MATERIAL FOR THIS EXERCISE:
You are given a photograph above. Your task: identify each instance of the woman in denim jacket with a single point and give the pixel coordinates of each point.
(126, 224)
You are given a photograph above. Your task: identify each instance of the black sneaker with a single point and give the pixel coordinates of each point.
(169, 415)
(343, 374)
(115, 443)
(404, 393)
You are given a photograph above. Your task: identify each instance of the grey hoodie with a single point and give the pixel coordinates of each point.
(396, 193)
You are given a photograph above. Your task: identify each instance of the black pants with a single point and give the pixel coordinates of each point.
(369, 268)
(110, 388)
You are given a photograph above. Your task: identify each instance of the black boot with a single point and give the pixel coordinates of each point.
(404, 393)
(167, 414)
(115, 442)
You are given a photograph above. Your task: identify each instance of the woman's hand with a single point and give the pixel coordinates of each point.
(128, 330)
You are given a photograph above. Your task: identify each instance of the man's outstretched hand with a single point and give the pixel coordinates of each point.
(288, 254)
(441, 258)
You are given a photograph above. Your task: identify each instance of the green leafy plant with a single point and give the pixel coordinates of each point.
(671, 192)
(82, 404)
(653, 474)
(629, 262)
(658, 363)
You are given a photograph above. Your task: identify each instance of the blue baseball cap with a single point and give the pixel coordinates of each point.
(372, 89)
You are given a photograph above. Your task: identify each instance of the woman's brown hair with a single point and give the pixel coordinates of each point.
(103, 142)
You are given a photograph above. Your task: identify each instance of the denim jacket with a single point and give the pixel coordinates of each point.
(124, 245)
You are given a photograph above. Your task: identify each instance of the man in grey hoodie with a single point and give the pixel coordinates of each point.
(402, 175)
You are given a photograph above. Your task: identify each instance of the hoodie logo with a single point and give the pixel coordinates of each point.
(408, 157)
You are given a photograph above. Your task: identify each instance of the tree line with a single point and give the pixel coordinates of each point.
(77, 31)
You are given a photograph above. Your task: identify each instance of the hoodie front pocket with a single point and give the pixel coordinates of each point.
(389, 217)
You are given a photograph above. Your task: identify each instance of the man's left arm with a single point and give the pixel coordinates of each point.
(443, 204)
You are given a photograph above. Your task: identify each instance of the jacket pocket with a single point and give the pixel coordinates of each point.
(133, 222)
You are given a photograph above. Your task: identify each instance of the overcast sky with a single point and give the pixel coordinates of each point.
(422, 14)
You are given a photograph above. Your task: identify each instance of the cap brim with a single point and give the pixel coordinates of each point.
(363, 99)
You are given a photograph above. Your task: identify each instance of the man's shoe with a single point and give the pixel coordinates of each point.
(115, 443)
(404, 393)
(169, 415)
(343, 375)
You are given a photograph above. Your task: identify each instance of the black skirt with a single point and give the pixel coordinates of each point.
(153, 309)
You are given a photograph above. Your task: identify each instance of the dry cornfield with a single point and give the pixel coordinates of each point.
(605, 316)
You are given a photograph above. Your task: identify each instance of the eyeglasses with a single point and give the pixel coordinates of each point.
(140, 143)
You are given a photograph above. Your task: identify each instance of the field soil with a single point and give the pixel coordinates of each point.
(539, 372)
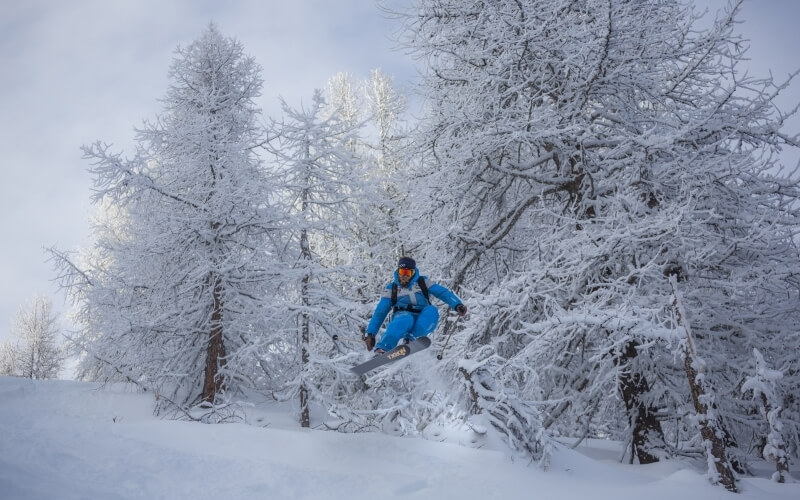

TASK OBJECTIVE: Rewrite the lines between the one holding "the dry cornfield" and the end of the material, inclusive, with "eyeglasses" changed to "spectacles" and everything else kept as is. Leave the pictures out of your answer.

RESPONSE TO THIS EXERCISE:
You are given a photograph above. Your task: identify each instance of the dry cornfield with a single point and give the pixel coordinates of each point.
(605, 316)
You are given a photograph above. Your task: identify each instance of the spectacles with a single point and give the pixel coordinates of each point.
(140, 143)
You are given a photograph above. Your task: identify each instance of the field soil with a single point and give the pixel coordinates of each point.
(539, 372)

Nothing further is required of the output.